Point labeling examples |
----------
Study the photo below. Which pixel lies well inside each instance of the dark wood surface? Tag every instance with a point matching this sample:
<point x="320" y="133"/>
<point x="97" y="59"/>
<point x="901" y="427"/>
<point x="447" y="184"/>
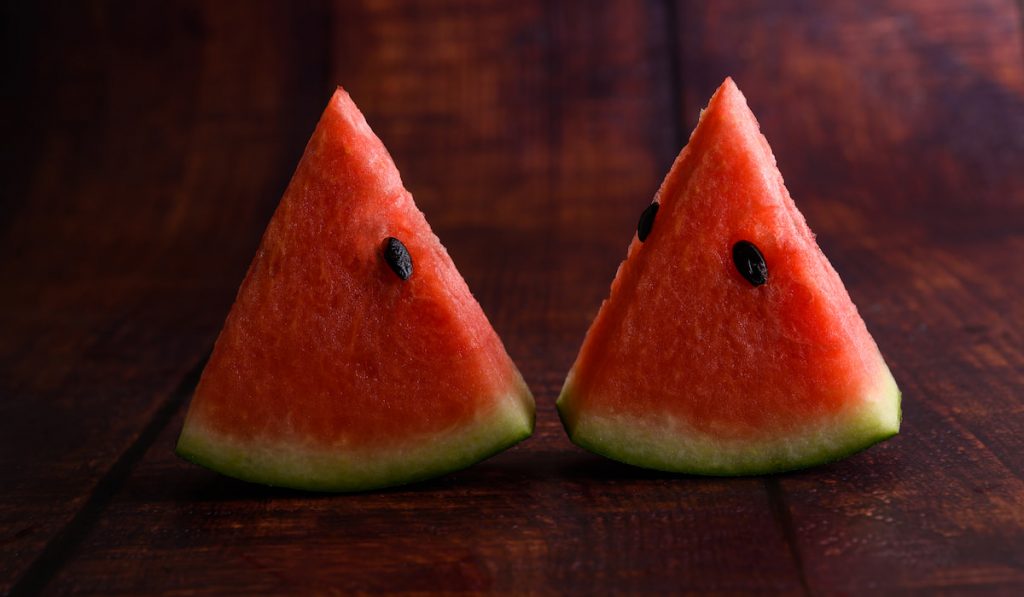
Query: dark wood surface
----------
PROBLEM REQUIREMENTS | Give the data again exactly as written, with all pictures left out.

PROBLEM SOLUTION |
Study the photo below. Which pixel lies well inside each instance of the dark wood surface? Tag every instance with a point matching this sample:
<point x="320" y="133"/>
<point x="97" y="59"/>
<point x="901" y="427"/>
<point x="447" y="184"/>
Query: dark wood surface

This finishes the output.